- TASK SET:
a – How would you render this sentence from the article on Bitcoin and the Hormuz tensions in Spanish: "Gold fell 0.8% to $4,790, and the dollar edged higher as conventional war-hedge demand returned."
b – Answer these from the article on Bitcoin and the Hormuz tensions:
(i) What price did Ether slip to?
(ii) On which day did Iran declare the Strait "completely open"?
(iii) What was Bitcoin's low after Kharg Island on March 15?
c – Transcribe the stretch from "Key Takeaways" through "each successive escalation." in the article on Bitcoin and the Hormuz tensions.

- PASSAGE PROVIDED:
Bitcoin Drops 1.6%, Oil Jumps 5.7% as Renewed U.S.-Iran Tensions Flare Over Hormuz

Oil tanker crossing open water at sea, representing rising energy market tension and renewed geopolitical risk near the Strait of Hormuz.

Key Takeaways

  • Bitcoin fell 1.6% to $74,335 on the latest Iran flare-up while Brent crude jumped 5.7%, extending a pattern of shrinking crypto drawdowns on each successive escalation.
  • Each sell-off since late February has bottomed higher than the last, from roughly $64,000 to $74,000, as geopolitically sensitive holders have largely already exited.
  • The $74,000 to $73,000 zone is the level to watch, holding it continues the trendline, and breaking it would be the first failure since the conflict began.

Bitcoin fell 1.6% after Iran reimposed controls on the Strait of Hormuz over the weekend. Brent crude jumped 5.7%, European equity futures dropped 1.2%, and S&P 500 futures slipped 0.6%. For the fourth consecutive Iran escalation, crypto sold off less than everything else.

Crypto Pulls Back Modestly While Traditional Markets Reprice War Risk

Bitcoin’s 1.6% decline over 24 hours left it still up 4.8% on the week. Ether slipped 2.6% to $2,272, Solana fell 1.5% to $84, and BNB held flat at $618. None of the top 10 tokens by market capitalization breached a 3% loss.

Traditional markets moved more aggressively. Brent crude’s 5.7% jump to $95.50 and a surge of as much as 11% in European natural gas futures reflected a rapid repricing of energy supply risk. Gold fell 0.8% to $4,790, and the dollar edged higher as conventional war-hedge demand returned.

A Weekend That Reversed Three Weeks of De-Escalation

Iran had declared the Strait “completely open” on Friday, helping drive the S&P 500 to a record close. By Sunday morning, President Trump was threatening Iranian infrastructure. Tehran said the talks should continue, but the timing, format, and date would be decided in later consultations.

Energy markets priced the Strait disruption back in almost immediately. Equities gave back part of Friday’s gains. Crypto drifted lower without the kind of sharp liquidation cascade that earlier flare-ups had triggered.

The Data Behind Bitcoin’s Shrinking War Drawdowns

This is the fourth major Iran-related risk event since the conflict began in late February. The pattern of higher lows on each successive sell-off has held throughout.

On February 28, the day of the initial U.S. strikes, Bitcoin bottomed at roughly $64,000, a drawdown of about 8.5%. On March 2, after Iran’s retaliatory missiles, the floor was around $66,000. By March 7, the low was $68,000. After tanker attacks on March 12, Bitcoin held above $69,400. After Kharg Island on March 15, the low was $70,596.

Monday’s floor sits near $74,000, a level that rejected Bitcoin four times as resistance in mid-March and is now being tested as support from above. If it holds, the trendline of rising lows that has compressed by roughly $1,000 to $2,000 per event continues upward.

Why the Sell-Offs Keep Getting Smaller

The most straightforward explanation is holder rotation. The February and early March drawdowns saw over $300 million in crypto liquidations during the initial strike weekend, and more than $1 billion in long positions were liquidated during the mid-2025 Israeli strikes on Iranian soil. Each successive flush removed more geopolitically sensitive positioning, leaving a holder base that is less reactive to incremental escalation.

- EXTRACTED DATA:
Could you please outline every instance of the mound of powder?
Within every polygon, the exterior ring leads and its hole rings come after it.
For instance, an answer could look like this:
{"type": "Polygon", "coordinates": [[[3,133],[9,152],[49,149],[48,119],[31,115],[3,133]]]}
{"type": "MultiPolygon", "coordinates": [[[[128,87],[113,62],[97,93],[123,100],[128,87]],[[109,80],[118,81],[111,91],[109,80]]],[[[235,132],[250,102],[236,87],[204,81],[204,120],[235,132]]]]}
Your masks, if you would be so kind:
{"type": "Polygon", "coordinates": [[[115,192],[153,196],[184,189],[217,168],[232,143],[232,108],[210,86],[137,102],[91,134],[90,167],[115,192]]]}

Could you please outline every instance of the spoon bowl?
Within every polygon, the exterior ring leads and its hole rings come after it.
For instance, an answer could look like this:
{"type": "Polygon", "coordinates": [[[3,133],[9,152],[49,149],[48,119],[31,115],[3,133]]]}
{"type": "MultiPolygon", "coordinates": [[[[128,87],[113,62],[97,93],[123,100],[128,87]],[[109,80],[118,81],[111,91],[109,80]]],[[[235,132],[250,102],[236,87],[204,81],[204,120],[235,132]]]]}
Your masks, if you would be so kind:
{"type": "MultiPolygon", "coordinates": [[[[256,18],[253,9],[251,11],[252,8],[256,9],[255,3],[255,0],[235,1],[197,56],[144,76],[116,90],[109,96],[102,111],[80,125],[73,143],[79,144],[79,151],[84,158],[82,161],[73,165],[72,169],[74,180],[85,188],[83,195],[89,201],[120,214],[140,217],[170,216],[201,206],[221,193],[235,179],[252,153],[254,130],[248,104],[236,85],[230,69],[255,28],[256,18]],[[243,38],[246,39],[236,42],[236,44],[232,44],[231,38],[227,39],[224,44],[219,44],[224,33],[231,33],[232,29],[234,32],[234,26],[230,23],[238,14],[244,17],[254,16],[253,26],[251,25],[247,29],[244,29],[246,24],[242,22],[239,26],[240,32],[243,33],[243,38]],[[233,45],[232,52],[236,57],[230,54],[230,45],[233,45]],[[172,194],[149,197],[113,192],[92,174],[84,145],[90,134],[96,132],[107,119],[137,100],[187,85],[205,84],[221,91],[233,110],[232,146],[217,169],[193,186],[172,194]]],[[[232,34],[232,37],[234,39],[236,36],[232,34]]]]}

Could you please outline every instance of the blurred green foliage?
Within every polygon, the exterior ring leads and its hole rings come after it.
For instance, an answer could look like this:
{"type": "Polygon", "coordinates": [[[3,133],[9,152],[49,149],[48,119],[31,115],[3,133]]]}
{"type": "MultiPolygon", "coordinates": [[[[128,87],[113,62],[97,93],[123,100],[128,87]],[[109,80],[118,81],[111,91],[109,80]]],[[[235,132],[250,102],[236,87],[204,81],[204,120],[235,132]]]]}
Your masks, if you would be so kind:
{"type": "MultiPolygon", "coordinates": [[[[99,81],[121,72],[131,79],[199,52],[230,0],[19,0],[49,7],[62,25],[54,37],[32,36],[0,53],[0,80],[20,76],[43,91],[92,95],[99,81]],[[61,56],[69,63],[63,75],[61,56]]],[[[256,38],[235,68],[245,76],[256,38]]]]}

- OUTPUTS:
a – El oro cayó un 0,8 % hasta los 4.790 dólares, y el dólar subió ligeramente al regresar la demanda convencional de cobertura ante la guerra.

b –
(i) $2,272
(ii) Friday
(iii) $70,596

c –
Key Takeaways

  • Bitcoin fell 1.6% to $74,335 on the latest Iran flare-up while Brent crude jumped 5.7%, extending a pattern of shrinking crypto drawdowns on each successive escalation.